Despite Kerry arriving back in his hometown to address the nation Thursday night as the Democrats' choice to oust President Bush, it's the other John who got the convention's top billing Wednesday as Kerry's running mate.

After two days of challenges to a president they ache to replace, the convention's 4,350-plus delegates will shout their way through a roll call of states immediately following Edwards' speech, expected to include a recitation of his contention that Bush has created "two Americas" - one for the rich and one for everyone else.

Early Wednesday, Edwards and his wife went to the convention floor for a microphone check. "Should I just go ahead and give the speech now?" he asked a nearly empty hall.

"It was actually a little less scary than I thought it would be when we got up there on the stage," his wife said later on CBS-TV's "The Early Show. "It felt a lot more intimate than you would expect if you were standing on the sidelines watching it, so I felt a lot more at ease."

Edwards' speech follows two days in which some of the Democratic Party's best and brightest have praised Kerry with stories of his service in Vietnam while criticizing Bush's handling of the war in Iraq.

Kerry planned a dramatic arrival Wednesday in Boston, riding a water taxi across the harbor. On Tuesday, he cited his qualifications to be commander in chief and asserted, "I will and I can fight a more effective war on terror than George Bush is."

● MATERIAL PROVIDED

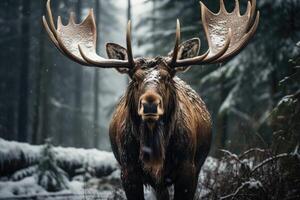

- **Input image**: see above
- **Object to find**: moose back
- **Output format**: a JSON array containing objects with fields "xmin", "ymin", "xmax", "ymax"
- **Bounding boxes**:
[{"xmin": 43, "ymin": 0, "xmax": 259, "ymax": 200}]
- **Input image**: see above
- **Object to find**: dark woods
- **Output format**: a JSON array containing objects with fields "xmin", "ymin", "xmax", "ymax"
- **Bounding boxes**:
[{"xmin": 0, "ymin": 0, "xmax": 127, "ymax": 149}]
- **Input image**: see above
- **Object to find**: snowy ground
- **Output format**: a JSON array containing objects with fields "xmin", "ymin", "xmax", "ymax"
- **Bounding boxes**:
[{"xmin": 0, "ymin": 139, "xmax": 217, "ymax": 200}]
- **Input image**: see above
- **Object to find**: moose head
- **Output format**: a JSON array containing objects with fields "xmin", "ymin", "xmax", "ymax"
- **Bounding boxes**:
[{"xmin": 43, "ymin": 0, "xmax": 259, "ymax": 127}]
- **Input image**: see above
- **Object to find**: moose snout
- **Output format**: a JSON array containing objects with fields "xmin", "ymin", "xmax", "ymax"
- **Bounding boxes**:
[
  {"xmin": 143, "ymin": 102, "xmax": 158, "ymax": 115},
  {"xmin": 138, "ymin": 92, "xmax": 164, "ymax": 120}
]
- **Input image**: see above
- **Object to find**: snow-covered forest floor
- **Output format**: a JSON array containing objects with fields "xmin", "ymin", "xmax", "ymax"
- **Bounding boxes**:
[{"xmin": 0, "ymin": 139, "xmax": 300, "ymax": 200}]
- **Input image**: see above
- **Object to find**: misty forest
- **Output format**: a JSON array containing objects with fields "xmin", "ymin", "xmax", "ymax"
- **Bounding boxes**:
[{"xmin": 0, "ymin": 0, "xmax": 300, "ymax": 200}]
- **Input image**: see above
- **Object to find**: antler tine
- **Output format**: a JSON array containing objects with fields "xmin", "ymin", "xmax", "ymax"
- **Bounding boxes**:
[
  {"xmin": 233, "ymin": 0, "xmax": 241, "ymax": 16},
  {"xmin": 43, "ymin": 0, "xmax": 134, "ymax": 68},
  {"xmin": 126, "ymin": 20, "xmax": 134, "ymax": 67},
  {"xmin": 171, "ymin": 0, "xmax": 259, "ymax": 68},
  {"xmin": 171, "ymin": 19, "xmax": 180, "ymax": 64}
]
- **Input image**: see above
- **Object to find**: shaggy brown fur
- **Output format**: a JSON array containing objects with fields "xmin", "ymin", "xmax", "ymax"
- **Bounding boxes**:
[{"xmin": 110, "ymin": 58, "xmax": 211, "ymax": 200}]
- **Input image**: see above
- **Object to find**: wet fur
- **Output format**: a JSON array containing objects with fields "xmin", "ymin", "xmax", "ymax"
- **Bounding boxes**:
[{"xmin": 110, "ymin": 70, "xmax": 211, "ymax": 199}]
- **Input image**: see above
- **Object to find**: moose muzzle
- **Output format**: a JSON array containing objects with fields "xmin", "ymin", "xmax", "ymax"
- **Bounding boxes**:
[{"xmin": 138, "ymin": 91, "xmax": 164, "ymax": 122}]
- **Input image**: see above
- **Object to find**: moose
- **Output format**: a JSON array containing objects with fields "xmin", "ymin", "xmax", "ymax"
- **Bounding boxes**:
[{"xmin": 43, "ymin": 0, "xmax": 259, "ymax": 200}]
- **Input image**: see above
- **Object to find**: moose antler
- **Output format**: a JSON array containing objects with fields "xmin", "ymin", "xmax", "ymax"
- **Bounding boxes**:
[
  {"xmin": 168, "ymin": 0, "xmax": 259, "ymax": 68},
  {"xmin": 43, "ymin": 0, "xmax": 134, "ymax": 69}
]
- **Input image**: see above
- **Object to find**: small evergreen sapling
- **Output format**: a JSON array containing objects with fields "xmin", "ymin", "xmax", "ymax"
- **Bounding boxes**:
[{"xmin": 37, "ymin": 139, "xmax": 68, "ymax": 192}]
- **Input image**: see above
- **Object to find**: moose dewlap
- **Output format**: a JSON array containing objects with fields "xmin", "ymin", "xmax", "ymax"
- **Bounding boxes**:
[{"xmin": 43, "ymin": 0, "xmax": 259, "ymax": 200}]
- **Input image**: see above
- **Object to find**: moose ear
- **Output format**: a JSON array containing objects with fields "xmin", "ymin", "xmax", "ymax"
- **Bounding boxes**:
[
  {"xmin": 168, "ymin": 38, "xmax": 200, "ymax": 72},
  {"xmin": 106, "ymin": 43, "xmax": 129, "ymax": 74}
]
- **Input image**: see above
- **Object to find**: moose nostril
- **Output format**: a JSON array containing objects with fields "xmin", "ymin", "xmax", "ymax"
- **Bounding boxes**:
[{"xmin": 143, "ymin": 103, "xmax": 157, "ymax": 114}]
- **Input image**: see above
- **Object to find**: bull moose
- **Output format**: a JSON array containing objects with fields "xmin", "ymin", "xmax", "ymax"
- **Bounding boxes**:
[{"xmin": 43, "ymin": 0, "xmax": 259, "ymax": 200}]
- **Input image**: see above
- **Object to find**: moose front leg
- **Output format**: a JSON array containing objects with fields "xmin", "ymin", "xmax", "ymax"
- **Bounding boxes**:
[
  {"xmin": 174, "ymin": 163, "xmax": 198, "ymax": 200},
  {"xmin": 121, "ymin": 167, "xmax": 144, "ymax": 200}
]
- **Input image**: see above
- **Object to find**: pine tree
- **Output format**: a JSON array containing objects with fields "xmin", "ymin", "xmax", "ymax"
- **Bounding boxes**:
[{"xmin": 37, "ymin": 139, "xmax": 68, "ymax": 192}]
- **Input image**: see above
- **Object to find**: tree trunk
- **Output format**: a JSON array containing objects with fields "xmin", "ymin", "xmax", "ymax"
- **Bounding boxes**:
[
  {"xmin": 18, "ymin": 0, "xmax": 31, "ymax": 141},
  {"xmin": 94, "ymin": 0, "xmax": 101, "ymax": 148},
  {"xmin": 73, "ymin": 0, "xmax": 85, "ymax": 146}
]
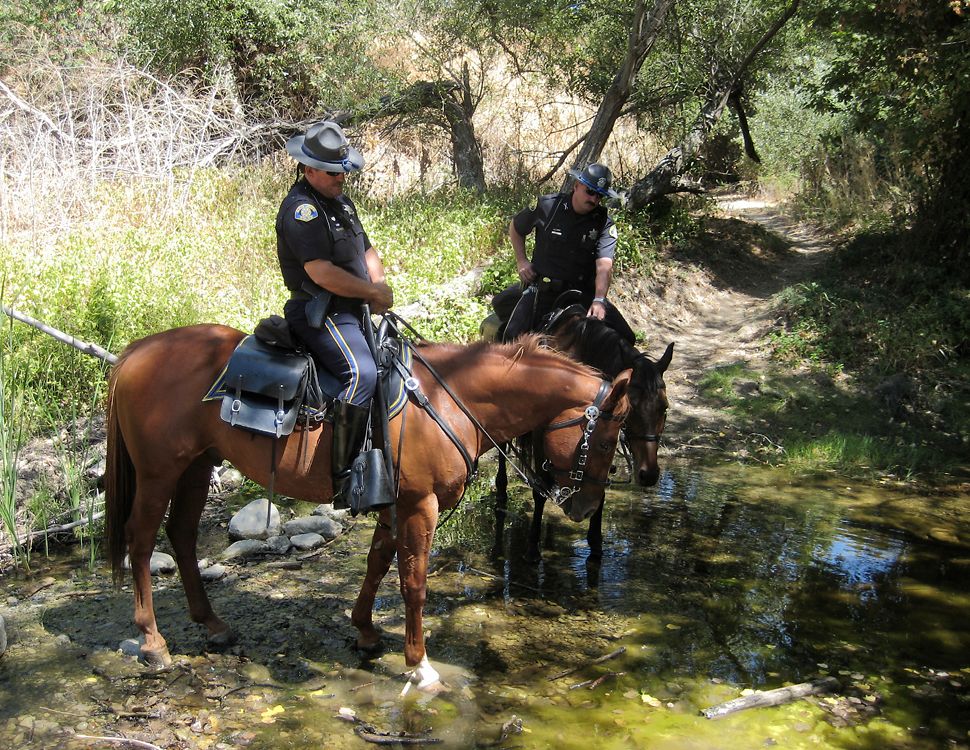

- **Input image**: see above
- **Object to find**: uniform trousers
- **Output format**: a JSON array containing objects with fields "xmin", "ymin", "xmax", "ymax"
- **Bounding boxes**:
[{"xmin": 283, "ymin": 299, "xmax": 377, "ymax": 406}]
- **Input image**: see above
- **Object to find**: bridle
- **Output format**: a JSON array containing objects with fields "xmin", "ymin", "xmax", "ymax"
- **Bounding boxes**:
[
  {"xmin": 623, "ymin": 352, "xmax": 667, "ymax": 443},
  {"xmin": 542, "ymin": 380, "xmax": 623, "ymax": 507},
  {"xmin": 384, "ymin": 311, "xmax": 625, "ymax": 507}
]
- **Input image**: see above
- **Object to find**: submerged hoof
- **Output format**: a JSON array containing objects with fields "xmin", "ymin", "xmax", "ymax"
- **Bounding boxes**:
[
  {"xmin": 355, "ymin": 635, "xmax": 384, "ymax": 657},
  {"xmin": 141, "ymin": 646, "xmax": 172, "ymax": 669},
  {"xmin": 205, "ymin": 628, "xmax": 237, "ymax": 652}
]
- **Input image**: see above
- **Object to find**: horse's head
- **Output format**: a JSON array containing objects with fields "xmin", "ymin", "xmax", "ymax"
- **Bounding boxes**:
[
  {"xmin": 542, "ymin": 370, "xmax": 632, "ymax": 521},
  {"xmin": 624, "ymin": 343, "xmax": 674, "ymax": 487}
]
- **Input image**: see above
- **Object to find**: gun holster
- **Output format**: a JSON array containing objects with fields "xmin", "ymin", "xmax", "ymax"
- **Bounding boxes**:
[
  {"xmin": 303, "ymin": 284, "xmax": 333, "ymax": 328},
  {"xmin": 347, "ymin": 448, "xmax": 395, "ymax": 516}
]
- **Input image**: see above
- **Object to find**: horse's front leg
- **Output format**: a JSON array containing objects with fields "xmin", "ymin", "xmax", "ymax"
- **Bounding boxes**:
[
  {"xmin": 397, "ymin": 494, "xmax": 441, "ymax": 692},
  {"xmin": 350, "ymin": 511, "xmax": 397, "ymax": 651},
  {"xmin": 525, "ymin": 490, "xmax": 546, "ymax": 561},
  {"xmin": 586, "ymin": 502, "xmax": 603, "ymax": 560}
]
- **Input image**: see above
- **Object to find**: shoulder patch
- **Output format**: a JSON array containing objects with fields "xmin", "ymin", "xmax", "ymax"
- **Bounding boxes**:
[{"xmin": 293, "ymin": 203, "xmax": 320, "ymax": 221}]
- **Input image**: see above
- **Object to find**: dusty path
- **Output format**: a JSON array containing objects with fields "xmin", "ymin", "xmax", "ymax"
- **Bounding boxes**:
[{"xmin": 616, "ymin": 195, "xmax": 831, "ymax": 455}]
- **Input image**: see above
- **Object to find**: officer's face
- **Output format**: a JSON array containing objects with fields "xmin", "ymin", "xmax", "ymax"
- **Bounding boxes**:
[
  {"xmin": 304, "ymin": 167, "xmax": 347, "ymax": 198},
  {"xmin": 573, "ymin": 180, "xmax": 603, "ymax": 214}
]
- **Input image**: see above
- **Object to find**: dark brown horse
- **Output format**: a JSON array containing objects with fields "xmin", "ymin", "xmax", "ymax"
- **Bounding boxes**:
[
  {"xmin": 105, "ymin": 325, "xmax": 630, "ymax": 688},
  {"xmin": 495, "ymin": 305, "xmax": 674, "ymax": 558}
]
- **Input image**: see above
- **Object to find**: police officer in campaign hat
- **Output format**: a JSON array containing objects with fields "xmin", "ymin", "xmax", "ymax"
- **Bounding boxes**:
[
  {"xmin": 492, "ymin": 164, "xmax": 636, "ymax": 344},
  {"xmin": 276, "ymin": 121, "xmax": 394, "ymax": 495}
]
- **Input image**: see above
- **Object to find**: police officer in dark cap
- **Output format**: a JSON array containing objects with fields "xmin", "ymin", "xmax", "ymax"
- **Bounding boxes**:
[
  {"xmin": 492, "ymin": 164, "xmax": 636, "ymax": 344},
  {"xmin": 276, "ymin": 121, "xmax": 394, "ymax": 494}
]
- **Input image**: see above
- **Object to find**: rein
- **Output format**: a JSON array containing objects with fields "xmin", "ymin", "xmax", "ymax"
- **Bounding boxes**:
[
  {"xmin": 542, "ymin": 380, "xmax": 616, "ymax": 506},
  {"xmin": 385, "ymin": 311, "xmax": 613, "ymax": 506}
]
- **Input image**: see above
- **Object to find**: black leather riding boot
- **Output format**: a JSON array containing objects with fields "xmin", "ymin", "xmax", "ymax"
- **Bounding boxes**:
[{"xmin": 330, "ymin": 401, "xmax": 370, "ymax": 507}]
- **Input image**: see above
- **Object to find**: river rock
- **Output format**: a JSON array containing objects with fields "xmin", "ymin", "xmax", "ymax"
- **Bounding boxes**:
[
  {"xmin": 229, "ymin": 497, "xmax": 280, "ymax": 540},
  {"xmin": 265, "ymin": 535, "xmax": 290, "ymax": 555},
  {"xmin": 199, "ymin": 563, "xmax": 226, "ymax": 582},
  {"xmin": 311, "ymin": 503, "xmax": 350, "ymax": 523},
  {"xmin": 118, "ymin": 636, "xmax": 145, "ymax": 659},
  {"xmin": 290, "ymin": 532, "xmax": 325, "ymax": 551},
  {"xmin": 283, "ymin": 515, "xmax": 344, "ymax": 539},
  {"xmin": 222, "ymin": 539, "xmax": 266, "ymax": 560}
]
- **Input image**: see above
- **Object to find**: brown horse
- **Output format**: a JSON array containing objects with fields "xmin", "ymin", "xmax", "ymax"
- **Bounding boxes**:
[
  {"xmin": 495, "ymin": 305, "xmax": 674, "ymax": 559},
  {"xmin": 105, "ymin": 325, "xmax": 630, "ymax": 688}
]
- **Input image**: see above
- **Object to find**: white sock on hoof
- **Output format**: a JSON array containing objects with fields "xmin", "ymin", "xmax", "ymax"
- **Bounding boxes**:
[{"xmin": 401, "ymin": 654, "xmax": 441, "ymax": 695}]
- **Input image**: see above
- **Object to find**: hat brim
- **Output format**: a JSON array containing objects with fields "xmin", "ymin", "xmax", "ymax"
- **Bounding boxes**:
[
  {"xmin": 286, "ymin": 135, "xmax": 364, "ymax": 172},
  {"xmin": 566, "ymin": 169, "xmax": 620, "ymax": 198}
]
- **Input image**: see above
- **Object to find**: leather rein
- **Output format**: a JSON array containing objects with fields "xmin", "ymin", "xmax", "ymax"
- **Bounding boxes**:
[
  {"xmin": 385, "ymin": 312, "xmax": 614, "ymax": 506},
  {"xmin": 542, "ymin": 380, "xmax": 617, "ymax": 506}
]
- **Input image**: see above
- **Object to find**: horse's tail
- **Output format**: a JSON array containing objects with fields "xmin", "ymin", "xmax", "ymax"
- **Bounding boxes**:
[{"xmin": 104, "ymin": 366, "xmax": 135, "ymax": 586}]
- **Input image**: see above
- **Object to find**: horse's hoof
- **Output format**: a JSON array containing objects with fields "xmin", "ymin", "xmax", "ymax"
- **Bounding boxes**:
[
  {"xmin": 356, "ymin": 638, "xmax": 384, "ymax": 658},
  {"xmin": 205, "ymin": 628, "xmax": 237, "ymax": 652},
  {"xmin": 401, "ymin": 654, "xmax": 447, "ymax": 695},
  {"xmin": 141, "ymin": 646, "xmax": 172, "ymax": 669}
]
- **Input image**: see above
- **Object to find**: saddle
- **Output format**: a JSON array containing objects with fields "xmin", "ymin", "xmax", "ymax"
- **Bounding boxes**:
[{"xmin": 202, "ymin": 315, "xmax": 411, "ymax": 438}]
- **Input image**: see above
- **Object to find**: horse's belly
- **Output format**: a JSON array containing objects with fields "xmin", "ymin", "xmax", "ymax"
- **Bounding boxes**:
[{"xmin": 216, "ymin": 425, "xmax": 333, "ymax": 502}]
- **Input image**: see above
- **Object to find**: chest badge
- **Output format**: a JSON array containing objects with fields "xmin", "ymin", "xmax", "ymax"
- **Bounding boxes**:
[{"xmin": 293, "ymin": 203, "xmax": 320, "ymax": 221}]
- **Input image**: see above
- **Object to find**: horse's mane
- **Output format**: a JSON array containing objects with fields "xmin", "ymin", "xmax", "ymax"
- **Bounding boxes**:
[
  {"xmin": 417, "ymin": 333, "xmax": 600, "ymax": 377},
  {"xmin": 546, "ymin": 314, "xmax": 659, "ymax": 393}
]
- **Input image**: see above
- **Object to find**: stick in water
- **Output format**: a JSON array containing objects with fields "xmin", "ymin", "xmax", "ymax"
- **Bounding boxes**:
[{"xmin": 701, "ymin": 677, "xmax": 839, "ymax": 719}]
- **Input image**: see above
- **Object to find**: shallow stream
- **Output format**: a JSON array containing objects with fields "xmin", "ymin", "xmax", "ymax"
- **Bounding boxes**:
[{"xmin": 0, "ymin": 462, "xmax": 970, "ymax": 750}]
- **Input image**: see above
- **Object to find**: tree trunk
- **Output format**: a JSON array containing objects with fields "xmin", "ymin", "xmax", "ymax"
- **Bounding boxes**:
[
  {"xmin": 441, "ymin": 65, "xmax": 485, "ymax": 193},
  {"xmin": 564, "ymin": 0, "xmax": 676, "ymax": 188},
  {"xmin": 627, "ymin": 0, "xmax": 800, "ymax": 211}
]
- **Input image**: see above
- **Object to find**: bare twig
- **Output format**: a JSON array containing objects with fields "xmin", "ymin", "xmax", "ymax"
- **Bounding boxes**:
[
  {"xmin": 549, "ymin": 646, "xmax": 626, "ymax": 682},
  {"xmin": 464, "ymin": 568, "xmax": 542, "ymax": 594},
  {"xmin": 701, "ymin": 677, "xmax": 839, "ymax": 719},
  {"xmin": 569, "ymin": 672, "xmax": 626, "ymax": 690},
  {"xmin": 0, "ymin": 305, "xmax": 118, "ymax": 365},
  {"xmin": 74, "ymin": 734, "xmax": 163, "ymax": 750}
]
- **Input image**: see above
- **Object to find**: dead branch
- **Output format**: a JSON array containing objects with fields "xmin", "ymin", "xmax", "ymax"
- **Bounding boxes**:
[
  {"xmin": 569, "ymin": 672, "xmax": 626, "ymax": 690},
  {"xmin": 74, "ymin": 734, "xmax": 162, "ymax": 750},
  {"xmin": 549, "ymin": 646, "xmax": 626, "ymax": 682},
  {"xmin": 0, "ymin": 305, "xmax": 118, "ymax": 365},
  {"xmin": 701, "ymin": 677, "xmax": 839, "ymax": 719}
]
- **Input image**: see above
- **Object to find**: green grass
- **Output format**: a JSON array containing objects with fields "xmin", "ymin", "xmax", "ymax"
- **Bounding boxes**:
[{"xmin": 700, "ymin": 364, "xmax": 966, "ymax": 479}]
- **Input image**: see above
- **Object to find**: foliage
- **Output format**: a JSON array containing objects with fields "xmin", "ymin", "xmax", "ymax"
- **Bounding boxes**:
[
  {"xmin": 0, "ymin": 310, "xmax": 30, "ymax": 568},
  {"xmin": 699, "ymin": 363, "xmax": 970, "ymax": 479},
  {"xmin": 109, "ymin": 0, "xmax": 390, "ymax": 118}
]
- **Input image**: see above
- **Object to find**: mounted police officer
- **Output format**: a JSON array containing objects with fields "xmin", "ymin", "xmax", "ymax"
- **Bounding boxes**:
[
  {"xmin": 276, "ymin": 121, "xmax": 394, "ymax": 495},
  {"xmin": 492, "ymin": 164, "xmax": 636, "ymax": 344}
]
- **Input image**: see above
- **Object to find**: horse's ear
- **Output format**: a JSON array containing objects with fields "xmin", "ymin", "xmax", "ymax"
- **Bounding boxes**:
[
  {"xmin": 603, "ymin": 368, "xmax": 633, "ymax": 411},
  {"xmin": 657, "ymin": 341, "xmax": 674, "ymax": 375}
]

● DIRECTIVE 1
State how many lines in the rows contain the word "brown". Reply with the number alone.
● DIRECTIVE 2
Pick up the article on the Democratic convention after its final sentence and continue writing it.
The article about the Democratic convention and the rows are unrelated to each other.

● OUTPUT 1
3

● OUTPUT 2
Campaigning in California, Vice President Dick Cheney said both Kerry and Edwards voted yes for war, but against subsequent funding for the troops. "We need a president who will back our troops 100 percent, and that's exactly what we've got in George W. Bush," the vice president said.

Kerry is even or slightly ahead of Bush in many pre-convention polls. At the same time, a new Washington Post-ABC poll showed that more than half those surveyed said they knew only a little or hardly at all about the Massachusetts senator's positions on issues.

And after months of sustained GOP television attacks on Kerry, more than 40 percent called him too liberal on most issues.

Two days into the convention, police reported that no protesters had been arrested, despite predictions that there would be thousands. Officials said bomb squads had responded to about 30 calls of unattended or suspicious bags and packages since Sunday.

Republicans, in Boston to counter the Democrats' anti-Bush rhetoric, ridiculed Kerry for shifting positions on Iraq. They planned to unveil an 11-minute video Wednesday that captures Kerry's changing positions on Iraq since 2001.

In her first big political speech, the candidate's wife, Teresa Heinz Kerry, sought to shield him from that accusation, saying his positions on the environment and other issues were just common sense. She took her own jabs at Bush, describing her husband as a fighter who earned three Purple Hearts "the old-fashioned way, by putting his life on the line for his country."

Bush served stateside during Vietnam; Kerry volunteered for combat.

"No one will defend this nation more vigorously than he will," Heinz Kerry said of her husband.

Massachusetts Sen. Edward M. Kennedy, the aging liberal icon whom Republicans happily link to Kerry, accused Bush of wasting the "enormous goodwill that flowed to America from across the world" after the Sept. 11., 2001, terrorist attacks.

But some of the biggest applause of the night came for Barack Obama, the Democratic candidate for Senate from Illinois who described Kerry as a war hero who has long made "tough choices when easier ones were available."

Without mentioning Bush by name, Obama said the president had failed to level with the public before ordering troops into Iraq.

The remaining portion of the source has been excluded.